ИСХОДНЫЙ ФРАГМЕНТ:
Новая имперская история Северной Евразии. Часть II — страница 11 из 26

9.5. Ответ русскому славянофильству: западничество и украинское славянофильство


Большая часть видных славянофилов были москвичами, и они принимали «русскость» народа, который их окружал и о котором они писали, как данность. Их московским читателям также было понятно, что под «славянами» подразумеваются русские — прямые потомки населения допетровского Московского царства. Однако «русскость» московских славянофилов стала терять свою самоочевидность, как только на интеллектуальную и политическую сцену вышли украинские славянофилы Малороссии, концентрировавшиеся в другом важном имперском центре — Киеве.

ИЗВЛЕЧЁННЫЕ ЗАПИСИ:
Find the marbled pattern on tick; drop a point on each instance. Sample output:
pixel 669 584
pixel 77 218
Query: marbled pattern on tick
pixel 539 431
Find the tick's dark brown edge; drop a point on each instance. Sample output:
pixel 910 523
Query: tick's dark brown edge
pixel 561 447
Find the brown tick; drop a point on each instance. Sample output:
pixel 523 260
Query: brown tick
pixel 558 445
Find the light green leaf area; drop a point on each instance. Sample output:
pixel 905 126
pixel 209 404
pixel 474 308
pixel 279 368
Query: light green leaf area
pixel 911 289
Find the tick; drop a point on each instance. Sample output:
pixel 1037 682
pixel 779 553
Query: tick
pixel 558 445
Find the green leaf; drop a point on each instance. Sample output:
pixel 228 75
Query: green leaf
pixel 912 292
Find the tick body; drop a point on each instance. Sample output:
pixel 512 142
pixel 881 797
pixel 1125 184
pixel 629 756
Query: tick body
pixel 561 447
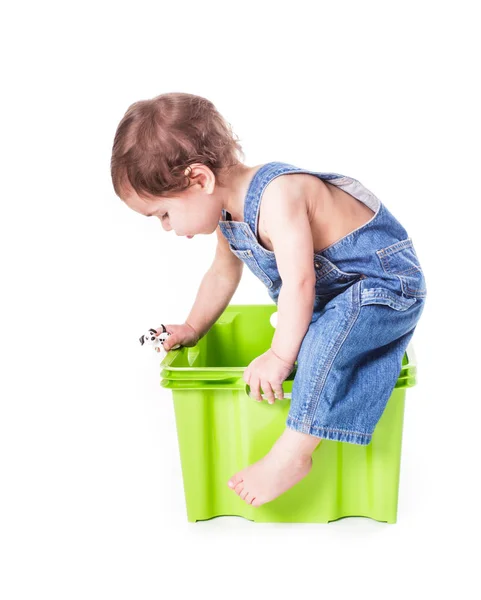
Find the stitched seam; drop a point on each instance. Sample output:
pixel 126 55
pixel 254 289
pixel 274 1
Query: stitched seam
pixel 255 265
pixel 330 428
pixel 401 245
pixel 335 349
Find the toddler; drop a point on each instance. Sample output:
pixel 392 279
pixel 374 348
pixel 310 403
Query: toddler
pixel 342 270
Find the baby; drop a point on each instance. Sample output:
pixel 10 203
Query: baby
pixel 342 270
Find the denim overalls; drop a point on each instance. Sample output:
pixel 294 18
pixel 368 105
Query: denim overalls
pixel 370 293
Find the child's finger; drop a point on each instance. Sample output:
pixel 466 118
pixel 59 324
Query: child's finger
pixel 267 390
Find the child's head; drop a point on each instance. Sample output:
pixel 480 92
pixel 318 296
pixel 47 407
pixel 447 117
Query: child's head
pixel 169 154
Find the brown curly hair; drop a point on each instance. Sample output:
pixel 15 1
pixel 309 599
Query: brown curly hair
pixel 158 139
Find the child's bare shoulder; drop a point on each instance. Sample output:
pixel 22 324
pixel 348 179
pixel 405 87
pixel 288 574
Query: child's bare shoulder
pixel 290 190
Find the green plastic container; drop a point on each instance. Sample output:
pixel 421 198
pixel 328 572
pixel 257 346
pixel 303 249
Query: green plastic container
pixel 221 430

==

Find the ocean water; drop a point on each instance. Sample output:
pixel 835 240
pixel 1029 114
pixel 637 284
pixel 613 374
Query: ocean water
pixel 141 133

ТРЕБОВАНИЯ:
A: Верните дословно часть фрагмента о славянофильстве от слов «Большая часть видных» до слов «имперском центре — Киеве.» включительно.
B: Ответьте по фрагменту о славянофильстве на вопросы:
(i) Жителями какого города было большинство видных славянофилов?
(ii) Прямыми потомками населения какого государства названы русские, которых московские читатели понимали под «славянами»?
(iii) В каком имперском центре концентрировались украинские славянофилы?
Записи представляют собой самостоятельный материал, отдельный от фрагмента о славянофильстве.

ГОТОВЫЕ ОТВЕТЫ:
A:
Большая часть видных славянофилов были москвичами, и они принимали «русскость» народа, который их окружал и о котором они писали, как данность. Их московским читателям также было понятно, что под «славянами» подразумеваются русские — прямые потомки населения допетровского Московского царства. Однако «русскость» московских славянофилов стала терять свою самоочевидность, как только на интеллектуальную и политическую сцену вышли украинские славянофилы Малороссии, концентрировавшиеся в другом важном имперском центре — Киеве.

B:
(i) Москвы.
(ii) Допетровского Московского царства.
(iii) В Киеве.